» Passage fourni
=-=-=

1.          La Commission a-t-elle commis une erreur de droit en concluant que la revendication du demandeur ne se rattachait à aucun motif prévu par la Convention?


2.          L'analyse de la Commission au sujet de la possibilité de refuge intérieure (PRI) est-elle abusive ou arbitraire?

Les faits

[2]         Le demandeur dit craindre avec raison d'être persécuté du fait de son appartenance à un groupe social, en l'occurrence celui des enfants des membres de sectes qui refusent de suivre les traces de leur père et d'épouser sa religion.

[3]         Le demandeur soutient que sa vie sera menacée, au Nigeria, s'il ne suit pas les traces de son père en adhérant à la secte du Vampire. Il affirme en outre qu'il a été voué à la secte à l'âge de quatorze ans et qu'il a alors été marqué de trois incisions au bras et d'une au visage. Il ajoute que des membres de la secte qui étaient à sa recherche ont tiré sur sa mère, ont brûlé l'une des entreprises de son père et ont fait exploser l'une de ses voitures juste avant qu'il y prenne place. Il déclare que la secte pratique le sacrifice humain et qu'il lui faudrait sacrifier l'une de ses filles s'il en faisait partie. Il dit aussi qu'il est chrétien et qu'il ne pourrait pas, s'il adhérait au culte, vivre conformément à ses croyances religieuses.

[4]         Aux pages 4 et 5 de ses motifs, la Commission exprime l'opinion suivante :


Compte tenu de toute la preuve, le tribunal conclut que le revendicateur a été victime d'actes criminels et non de persécution au sens de la définition donnée dans la Convention. Il conclut qu'il n'existe aucun lien entre les allégations du revendicateur et la définition donnée par la Convention.

[5]         À la page 3, on peut également lire ce qui suit :

... les représailles de la secte du Vampire énumérées par le revendicateur sont des actes criminels. Le meurtre de sa mère par des bandits, qu'il soit ou non l'oeuvre de la secte du Vampire, constitue un acte criminel en vertu de n'importe quelle loi. Il en est de même de l'explosion de la voiture ou de l'incendie criminel de la entreprise. Le tribunal conclut donc que le revendicateur est victime d'un groupe se livrant à des actes criminels.

=-=-=

» Données fournies

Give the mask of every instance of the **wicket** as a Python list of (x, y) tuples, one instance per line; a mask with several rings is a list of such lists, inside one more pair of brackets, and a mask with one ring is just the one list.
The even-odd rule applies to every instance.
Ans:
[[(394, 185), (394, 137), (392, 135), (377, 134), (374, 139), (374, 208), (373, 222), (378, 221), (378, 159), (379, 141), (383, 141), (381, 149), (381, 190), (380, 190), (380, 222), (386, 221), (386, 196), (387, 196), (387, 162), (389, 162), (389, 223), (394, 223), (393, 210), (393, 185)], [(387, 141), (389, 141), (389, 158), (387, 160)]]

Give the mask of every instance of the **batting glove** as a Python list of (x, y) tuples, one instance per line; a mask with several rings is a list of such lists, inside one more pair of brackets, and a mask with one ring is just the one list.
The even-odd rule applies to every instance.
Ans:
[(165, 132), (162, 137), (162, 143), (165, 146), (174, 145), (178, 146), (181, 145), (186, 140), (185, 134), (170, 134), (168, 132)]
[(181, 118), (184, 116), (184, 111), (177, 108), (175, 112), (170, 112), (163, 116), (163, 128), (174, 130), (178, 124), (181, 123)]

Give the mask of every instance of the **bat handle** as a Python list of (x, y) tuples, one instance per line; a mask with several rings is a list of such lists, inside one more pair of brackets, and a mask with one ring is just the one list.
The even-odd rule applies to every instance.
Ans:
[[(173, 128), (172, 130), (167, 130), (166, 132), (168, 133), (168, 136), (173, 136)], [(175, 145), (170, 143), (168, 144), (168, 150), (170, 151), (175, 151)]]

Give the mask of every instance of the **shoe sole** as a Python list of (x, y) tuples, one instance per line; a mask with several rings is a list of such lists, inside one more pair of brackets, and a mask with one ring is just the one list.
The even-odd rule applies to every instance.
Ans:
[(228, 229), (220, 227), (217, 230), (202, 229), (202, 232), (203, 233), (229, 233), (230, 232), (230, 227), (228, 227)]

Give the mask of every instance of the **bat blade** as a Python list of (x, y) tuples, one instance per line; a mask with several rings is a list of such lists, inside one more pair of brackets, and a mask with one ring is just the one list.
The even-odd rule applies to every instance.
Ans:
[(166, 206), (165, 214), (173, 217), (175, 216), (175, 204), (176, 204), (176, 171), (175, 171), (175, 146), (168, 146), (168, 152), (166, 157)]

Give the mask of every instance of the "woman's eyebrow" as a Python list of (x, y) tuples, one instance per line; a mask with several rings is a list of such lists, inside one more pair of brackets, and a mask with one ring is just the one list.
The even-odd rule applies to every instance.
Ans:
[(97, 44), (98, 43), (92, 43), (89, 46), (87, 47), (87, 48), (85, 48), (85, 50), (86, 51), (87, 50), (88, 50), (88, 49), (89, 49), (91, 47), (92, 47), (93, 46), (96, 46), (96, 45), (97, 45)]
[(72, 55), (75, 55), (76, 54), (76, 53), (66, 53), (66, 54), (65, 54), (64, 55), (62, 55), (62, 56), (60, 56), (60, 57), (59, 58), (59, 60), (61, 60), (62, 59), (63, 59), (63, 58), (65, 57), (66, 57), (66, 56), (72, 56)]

=-=-=

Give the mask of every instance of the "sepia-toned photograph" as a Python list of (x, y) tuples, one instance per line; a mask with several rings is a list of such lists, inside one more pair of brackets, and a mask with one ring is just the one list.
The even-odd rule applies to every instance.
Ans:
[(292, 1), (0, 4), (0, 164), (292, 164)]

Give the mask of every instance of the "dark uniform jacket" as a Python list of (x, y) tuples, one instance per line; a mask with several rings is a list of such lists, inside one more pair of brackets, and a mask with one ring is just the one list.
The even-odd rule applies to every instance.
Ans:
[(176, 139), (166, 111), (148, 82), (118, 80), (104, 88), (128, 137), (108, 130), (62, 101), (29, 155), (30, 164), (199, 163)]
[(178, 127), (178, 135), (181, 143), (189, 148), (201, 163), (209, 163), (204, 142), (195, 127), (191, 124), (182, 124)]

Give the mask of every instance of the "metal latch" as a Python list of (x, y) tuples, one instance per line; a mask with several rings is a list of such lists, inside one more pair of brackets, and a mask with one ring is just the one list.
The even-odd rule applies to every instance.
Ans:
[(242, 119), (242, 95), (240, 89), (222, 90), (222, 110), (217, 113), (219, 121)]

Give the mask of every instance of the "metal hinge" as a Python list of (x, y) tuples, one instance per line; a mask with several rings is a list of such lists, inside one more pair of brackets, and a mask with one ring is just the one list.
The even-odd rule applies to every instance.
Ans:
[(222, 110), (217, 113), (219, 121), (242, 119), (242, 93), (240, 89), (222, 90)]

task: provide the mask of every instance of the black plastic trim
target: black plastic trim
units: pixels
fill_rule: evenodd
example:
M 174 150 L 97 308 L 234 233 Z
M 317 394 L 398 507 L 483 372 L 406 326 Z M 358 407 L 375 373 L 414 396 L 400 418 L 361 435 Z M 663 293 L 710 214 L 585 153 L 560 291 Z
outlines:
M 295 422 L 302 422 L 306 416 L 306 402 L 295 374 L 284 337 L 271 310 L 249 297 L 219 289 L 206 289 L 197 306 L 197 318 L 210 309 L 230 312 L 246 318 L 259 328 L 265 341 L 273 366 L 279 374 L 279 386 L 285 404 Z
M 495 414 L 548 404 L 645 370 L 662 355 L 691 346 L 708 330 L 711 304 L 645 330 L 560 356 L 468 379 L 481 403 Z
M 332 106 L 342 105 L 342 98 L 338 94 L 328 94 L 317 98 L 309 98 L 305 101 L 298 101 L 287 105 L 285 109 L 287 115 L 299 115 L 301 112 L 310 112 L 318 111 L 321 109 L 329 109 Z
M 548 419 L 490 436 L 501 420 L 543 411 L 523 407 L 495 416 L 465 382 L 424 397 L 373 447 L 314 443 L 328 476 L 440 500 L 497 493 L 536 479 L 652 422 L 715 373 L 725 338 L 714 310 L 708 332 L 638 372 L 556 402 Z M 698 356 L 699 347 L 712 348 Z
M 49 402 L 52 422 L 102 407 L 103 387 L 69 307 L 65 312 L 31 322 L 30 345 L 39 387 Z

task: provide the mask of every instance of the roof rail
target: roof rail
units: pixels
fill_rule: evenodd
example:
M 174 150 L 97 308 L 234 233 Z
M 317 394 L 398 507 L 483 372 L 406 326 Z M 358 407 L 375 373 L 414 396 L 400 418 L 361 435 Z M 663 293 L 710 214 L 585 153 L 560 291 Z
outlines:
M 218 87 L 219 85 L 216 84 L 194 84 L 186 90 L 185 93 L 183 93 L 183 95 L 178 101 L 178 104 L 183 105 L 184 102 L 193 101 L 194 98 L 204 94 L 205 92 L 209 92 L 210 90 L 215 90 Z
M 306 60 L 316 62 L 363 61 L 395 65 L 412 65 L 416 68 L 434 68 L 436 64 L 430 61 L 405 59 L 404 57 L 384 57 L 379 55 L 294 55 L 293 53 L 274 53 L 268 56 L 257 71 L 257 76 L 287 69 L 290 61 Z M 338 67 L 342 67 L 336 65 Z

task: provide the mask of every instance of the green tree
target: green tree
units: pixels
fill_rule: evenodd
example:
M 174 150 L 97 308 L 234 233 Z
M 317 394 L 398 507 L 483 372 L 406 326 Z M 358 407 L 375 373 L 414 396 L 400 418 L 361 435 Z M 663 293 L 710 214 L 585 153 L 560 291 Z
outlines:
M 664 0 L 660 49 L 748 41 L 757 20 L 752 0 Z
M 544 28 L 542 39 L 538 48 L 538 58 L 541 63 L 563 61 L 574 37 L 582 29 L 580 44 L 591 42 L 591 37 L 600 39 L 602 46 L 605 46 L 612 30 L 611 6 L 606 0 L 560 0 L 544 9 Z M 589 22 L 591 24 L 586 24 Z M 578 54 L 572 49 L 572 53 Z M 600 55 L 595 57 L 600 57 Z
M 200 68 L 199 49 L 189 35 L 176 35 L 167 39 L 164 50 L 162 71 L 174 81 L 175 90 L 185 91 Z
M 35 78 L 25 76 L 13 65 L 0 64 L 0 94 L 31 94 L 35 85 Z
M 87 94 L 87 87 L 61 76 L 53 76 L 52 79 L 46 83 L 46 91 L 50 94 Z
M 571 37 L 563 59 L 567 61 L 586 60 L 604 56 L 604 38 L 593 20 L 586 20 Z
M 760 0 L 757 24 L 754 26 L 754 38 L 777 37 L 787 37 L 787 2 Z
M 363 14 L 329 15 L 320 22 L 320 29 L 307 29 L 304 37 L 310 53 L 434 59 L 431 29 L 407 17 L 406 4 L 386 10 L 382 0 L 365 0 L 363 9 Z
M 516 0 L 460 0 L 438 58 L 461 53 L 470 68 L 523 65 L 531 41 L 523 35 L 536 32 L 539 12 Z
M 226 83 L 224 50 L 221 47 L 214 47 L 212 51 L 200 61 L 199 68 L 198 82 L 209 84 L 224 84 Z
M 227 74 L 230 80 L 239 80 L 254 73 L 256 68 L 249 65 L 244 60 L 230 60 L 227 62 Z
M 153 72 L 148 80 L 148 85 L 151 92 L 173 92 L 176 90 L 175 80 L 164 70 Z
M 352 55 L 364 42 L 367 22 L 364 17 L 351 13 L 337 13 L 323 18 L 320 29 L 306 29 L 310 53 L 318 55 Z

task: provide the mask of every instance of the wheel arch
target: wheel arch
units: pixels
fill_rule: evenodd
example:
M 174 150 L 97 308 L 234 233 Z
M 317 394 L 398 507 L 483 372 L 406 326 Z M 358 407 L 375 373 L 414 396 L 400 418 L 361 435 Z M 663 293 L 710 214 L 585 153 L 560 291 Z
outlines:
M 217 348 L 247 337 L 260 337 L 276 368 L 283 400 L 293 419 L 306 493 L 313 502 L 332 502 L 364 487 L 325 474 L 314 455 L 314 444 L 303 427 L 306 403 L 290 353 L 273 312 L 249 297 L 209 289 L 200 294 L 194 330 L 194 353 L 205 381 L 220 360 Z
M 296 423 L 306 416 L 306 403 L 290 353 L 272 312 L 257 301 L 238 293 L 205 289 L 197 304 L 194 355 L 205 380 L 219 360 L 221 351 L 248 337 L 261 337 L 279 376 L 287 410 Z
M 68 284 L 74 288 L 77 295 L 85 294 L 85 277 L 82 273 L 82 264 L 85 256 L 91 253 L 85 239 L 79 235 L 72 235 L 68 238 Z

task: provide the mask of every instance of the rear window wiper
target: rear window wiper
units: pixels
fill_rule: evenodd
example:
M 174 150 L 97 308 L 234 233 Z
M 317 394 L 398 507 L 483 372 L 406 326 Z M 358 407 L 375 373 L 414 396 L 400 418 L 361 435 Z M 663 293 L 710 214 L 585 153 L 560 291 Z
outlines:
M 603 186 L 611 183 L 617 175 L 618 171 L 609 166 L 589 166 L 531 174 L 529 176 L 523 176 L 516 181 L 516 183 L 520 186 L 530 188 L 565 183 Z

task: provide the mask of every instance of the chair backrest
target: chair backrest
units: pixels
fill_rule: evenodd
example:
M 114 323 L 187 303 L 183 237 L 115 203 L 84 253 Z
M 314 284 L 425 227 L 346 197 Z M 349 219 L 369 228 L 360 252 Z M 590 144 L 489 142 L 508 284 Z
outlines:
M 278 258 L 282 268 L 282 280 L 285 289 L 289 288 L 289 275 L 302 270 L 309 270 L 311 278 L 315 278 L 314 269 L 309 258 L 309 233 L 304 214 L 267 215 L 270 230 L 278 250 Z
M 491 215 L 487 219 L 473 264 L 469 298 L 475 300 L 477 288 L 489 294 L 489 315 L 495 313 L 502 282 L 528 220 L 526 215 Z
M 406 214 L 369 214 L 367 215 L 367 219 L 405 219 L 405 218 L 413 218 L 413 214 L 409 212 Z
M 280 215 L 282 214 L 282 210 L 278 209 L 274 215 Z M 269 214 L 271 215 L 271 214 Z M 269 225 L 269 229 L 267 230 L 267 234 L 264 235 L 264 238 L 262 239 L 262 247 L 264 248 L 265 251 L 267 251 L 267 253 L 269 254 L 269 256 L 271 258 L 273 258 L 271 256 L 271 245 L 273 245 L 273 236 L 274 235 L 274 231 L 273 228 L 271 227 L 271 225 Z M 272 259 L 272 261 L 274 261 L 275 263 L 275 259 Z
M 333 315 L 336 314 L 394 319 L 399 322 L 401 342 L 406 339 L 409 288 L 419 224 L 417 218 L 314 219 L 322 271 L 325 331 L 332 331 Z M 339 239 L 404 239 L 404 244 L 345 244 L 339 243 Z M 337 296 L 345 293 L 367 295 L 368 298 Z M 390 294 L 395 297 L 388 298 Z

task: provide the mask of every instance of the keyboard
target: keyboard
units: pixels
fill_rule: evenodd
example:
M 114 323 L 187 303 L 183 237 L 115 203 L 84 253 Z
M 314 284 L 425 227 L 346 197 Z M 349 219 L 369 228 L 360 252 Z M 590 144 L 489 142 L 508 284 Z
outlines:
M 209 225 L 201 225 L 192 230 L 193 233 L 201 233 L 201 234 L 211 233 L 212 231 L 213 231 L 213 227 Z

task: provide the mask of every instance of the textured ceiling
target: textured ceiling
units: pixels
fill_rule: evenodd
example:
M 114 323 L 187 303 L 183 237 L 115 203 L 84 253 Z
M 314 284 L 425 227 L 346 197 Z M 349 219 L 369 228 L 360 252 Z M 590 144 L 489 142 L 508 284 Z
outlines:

=-=-=

» Consigne
Recopiez sans rien changer, dans le passage fourni, tout ce qui va de « 1.          La Commission » jusqu'à « d'épouser sa religion. ».

» Corrigé
1.          La Commission a-t-elle commis une erreur de droit en concluant que la revendication du demandeur ne se rattachait à aucun motif prévu par la Convention?


2.          L'analyse de la Commission au sujet de la possibilité de refuge intérieure (PRI) est-elle abusive ou arbitraire?

Les faits

[2]         Le demandeur dit craindre avec raison d'être persécuté du fait de son appartenance à un groupe social, en l'occurrence celui des enfants des membres de sectes qui refusent de suivre les traces de leur père et d'épouser sa religion.